Quoted text:
● ● ●
What Can You Spray on Plants to Keep Cats Away

What Can You Spray on Plants to Keep Cats Away?

If your cat – or worse, someone else’s cat – is damaging your plants by peeing, digging, or chewing on them – don’t despair.

There are simple homemade remedies you can mix up to spray on plants that will keep cats away while not hurting them or the plants in any way.

The only real issue is finding the right remedy for the cat. But don’t worry, I’m here to help you with that!

There isn’t really one scent that all cats hate. Some seem to be able to tolerate certain scents more than others, so it might take a little trial and error.

Here are some tips to help you better understand why cats are damaging your plants, and what you can do to stop them:

Why Do Cats Eat, Play, and Pee on Plants?

Why Do Cats Eat Play and Pee on Plants
I had a cat that would be like a kid in a candy store looking at this.

If you’re going to make your plants out of bounds for your cat, it helps if you know why they are attracted to them.

It’s usually going to come down to one or more of these three reasons:

They’re Playing With the Leaves

Playful kittens in particular can find it almost impossible to leave some plants alone. If your plants have long strands like a Boston Fern, for example, it’s going to be hard for playful kitties to resist.

If this is the reason, you might need to combine using scents that will deter them with moving or protecting the plant, too.

They Like Peeing in the Soil

One of the worst behaviors has to be cats peeing in plant pots. It’s a fairly common problem, they just can’t resist the feeling of soil beneath their feet, it reminds them of being outdoors.

For obvious reasons, this is something you want to put a stop to asap. This is usually the easiest behavior to redirect using scented sprays as cats tend to need a few moments to set themselves up to pee.

RelatedDoes orange peels stop cats peeing on plants?

They’re Attracted by the Smell or Taste

Cats eat grass and bits of plants when they have an upset stomach or if they need help digesting food.

They do this because grass and plants contain folic acid and some other minerals that aid digestion. They may also have a nibble because they like the taste too, you can’t rule that out.
● ● ●
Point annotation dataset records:
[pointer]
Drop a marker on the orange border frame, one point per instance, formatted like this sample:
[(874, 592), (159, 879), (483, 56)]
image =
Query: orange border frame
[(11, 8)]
● ● ●
Set of tasks:
• a. Answer these questions using the article on spraying plants to keep cats away:
(i) Which plant is named as an example of one with long strands that playful kittens find hard to resist?
(ii) What do grass and plants contain that helps cats digest?
(iii) Why is peeing in the soil usually the easiest behavior to redirect with scented sprays?
• b. Write the next few paragraphs of the article on spraying plants to keep cats away, picking up after its final sentence.

In response:
• a.
(i) A Boston Fern.
(ii) Folic acid and some other minerals.
(iii) Cats tend to need a few moments to set themselves up to pee.

• b.
Either way, making the leaves smell and taste horrible to them is going to put a stop to their plant munching habits in a hurry.

Related Why Fiddle Leaf Figs Are Poisonous to Cats.

What Can You Spray on Plants to Keep Cats Away?

What Can You Spray on Plants to Keep Cats Away From Them
You can’t spray it if I’m always here….can you?

There are a few scents that most cats hate. So, all you need to do is bottle up this scent and spray it on your plants to keep them away.

Sounds simple, right? It actually is.

The only catch is finding the best scent for your cat.

Here is a hit list of some scents that cats are known to dislike, see which you want to try out:

  • Citrus scents such as orange, lemon, grapefruit, etc.
  • Pine
  • Pepper
  • Peppermint and eucalyptus
  • Cinnamon
  • Lavender
  • Rosemary

The good part is that most, if not all of these smells are fine for us. It’s probably best if you pick a scent you like as you’re going to have to smell it yourself for a while.

How to Make a Handy Cat Repellent Spray

If you want to make your own spray, you need some of the scents in a concentrated form to mix with water. And, of course, you need a spray bottle.

I like to use essential oils. I already have a bunch as I diffuse them around my home and use them for other wellness applications, so it makes sense.

You can also use juice, like lemon or orange juice if you’re going for citrus. Peppermint oil and olbas oil come to mind too, which are basically essential oils.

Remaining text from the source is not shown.